Exhibit B est une installation-performance, un spectacle présenté comme une «exposition», qui réinstalle un zoo humain, tel que l’on pouvait encore en voir en Europe en 1940. Les performeurs noirs y rejouent la tragique histoire de l’esclavagisme pour en perpétuer la mémoire. Statues vivantes, mises en scène dans des portraits allégoriques, ils regardent le public et le forcent à s’interroger sur son voyeurisme, sur sa capacité à supporter le poids du souvenir historique. La galerie de portraits ne fait aucune économie dans l‘exhibition de l’horreur humaine: Saartjie Baartman, la «Vénus hottentote» surexploitée, des esclaves meurtris, des domestiques amputés, une odalisque noire violée ou un prisonnier asphyxié, Brett Bailey prend le parti d’une esthétique violente, à la hauteur de la cruauté des exactions commises.

L’œuvre, montrée en 2013 dans quatorze lieux et festivals à travers l’Europe, dont deux français, et déjà vue par 25 000 spectateurs, a déclenché la polémique lorsqu’elle est arrivée en Grande-Bretagne. Suite à son annulation en septembre dernier à Londres, de nombreuses voix jusque là non informées de la tenue du spectacle se sont élevées pour en dénoncer le caractère dégradant et l’inefficacité pédagogique. Une pétition en ligne (qui a rassemblé à ce jour plus de 10 500 signatures), des tribunes parues dans Le Nouvel Obs ou The Guardian demandent sa déprogrammation pure et simple, au prétexte que son principal effet serait de satisfaire, voire d’encourager, les tendances racistes d’un certain public. Certains ne manquent non plus d’affirmer que la figure du sud-africain blanc mettant en scène l’humiliation des noirs jette un sérieux discrédit sur le projet.

◇ ◇ ◇ ◇

- [Énoncé court 1]
Repérez parmi les lignes ci-dessous toutes celles qui contiennent la chaîne « backpack », puis recopiez-les.

- [Données d'entrée]
◇ ◇ ◇ ◇

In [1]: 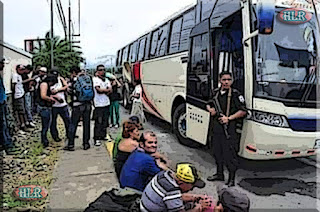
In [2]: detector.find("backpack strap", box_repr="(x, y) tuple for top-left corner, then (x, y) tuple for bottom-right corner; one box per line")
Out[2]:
(226, 88), (232, 117)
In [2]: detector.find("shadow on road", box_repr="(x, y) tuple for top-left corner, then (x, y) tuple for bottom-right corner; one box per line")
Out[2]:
(239, 178), (317, 198)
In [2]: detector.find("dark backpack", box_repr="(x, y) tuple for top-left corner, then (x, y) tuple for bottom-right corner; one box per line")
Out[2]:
(74, 75), (94, 102)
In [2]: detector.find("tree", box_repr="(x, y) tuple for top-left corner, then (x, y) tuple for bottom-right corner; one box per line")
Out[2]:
(33, 32), (84, 77)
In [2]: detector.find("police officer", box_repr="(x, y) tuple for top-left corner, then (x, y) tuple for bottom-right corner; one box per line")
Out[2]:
(207, 72), (246, 186)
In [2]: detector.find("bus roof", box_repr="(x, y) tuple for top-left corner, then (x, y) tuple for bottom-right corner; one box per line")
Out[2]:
(118, 3), (197, 51)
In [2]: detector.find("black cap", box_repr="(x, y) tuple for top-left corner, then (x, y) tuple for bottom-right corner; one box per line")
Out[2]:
(50, 67), (59, 76)
(218, 188), (250, 212)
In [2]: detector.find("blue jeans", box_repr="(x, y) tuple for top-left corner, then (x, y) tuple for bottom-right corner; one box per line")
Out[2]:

◇ ◇ ◇ ◇

- [Énoncé court 2]
Prolongez le texte consacré au spectacle Exhibit B en reprenant après sa dernière phrase.

- [Réponse attendue 1]
In [2]: detector.find("backpack strap", box_repr="(x, y) tuple for top-left corner, then (x, y) tuple for bottom-right corner; one box per line")
In [2]: detector.find("dark backpack", box_repr="(x, y) tuple for top-left corner, then (x, y) tuple for bottom-right corner; one box per line")

- [Réponse attendue 2]
Cette vindicte soudaine pose toutefois la question de sa légitimité. Sans avoir vu la pièce, ces «censeurs» occasionnels montent surtout un procès d’intention à l’encontre du metteur en scène. Au vu des œuvres antérieures de Brett Bailey, militant depuis les 1990 en faveur d’une plus grande reconnaissance de la richesse de la culture africaine, il n’y a pourtant aucune ambiguïté possible sur les motivations de sa création. Très au fait des questions postcoloniales et toujours placé sous l’autorité du discours historique, il cherche précisément à sortir ces corps de leur état dégradant sans jamais se complaire dans la monstration voyeuriste. Tout l’intérêt de la pièce réside au contraire dans cette façon d’interroger le regard du spectateur, qui supporte ou non la vision de cet encombrant héritage culturel. Fallait-il alors en appeler à la censure, point Godwin de la polémique culturelle, plutôt que d’assumer le débat que pose cette pièce? Encore une fois, le principe de censure ne peut être invoqué dès lors qu’une œuvre dérange, questionne, c’est-à-dire dès lors qu’elle remplit sa fonction politique. Contrepoint coup-de-poing sur un sujet sensible, Exhibit B dérange, perturbe et brusque aux sens nobles de ses termes, rappelant que le malaise est une modalité esthétique à part entière. Reste alors la question invoquée des usages pervertis de la pièce, susceptible de flatter les pulsions les plus condamnables de certaines personnes prédisposées, mais doit-on encore poser la question de savoir si l’on peut priver un public d’un spectacle pour une poignée de gens mal intentionnée? Ce que dit cette réaction a peut-être davantage à voir avec un climat social délétère, où la parole raciste est de plus en plus décomplexée, ce dont les créateurs ont raison de s’inquiéter et ont toute légitimité à dénoncer.

La pièce est maintenue programmée à la fin du mois de novembre et au début du mois de décembre, les deux directeurs Jean Bellorini et José-Manuel Gonçalvès ayant clairement annoncé dans un communiqué commun qu’ils n’avaient pas du tout l’intention de céder.